• DATA SHOWN:
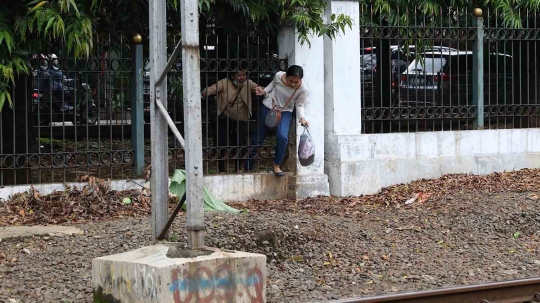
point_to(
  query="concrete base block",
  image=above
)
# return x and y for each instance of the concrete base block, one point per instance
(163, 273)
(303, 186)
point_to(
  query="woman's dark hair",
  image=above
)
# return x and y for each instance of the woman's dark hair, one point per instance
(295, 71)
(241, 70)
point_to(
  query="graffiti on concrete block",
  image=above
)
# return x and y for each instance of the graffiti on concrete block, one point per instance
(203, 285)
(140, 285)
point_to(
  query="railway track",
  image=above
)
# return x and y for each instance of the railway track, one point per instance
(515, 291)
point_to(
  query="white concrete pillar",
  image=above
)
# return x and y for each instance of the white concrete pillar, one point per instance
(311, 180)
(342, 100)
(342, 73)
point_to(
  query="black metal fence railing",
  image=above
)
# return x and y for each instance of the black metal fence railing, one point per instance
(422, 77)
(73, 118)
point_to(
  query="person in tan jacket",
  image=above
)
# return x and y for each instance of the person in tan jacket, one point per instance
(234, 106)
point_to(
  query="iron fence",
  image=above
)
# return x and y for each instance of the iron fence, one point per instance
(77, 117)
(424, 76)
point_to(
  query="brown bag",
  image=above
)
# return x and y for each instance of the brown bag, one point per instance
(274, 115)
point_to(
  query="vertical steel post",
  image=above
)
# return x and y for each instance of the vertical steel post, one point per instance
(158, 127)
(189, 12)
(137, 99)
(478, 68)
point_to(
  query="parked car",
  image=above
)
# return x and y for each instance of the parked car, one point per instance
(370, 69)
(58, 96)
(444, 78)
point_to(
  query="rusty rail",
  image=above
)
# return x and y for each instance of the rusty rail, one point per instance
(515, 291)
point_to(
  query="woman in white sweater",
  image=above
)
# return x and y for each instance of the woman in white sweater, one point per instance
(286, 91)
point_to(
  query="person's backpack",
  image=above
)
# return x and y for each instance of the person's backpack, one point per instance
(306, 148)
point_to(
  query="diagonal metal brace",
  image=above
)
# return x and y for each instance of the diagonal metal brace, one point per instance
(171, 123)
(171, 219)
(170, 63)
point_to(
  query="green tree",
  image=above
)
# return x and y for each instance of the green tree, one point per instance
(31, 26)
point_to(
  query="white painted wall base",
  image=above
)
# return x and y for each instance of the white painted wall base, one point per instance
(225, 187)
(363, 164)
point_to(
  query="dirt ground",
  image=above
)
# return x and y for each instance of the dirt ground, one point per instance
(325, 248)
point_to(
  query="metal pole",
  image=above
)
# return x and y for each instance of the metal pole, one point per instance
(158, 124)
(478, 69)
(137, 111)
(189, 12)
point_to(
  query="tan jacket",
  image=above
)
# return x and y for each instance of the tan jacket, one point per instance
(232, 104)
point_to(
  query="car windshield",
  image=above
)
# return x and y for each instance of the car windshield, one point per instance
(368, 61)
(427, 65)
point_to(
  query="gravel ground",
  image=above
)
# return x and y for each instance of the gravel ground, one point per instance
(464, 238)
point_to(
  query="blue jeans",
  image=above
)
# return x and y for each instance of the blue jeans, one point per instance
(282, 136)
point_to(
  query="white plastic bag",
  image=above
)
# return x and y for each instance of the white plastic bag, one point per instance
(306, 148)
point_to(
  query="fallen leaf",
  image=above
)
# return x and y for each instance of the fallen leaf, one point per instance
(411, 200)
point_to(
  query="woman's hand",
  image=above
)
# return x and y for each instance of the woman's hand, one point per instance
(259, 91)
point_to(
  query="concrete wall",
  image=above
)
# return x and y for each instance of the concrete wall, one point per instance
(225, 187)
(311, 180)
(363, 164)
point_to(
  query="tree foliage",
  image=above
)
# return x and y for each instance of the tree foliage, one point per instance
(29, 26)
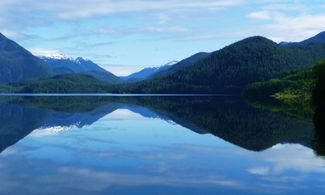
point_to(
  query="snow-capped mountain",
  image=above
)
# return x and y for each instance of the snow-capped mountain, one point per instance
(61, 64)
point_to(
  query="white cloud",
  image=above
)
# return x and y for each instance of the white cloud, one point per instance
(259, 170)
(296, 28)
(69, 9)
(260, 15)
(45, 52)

• WHAT YOU ARE ASKED TO DO:
Report each line of the records that contains the string "dark". Case counts.

• ANSWER TO THIS PROBLEM:
  query="woman's dark hair",
# return x and y for each instance of the woman's dark hair, one point per instance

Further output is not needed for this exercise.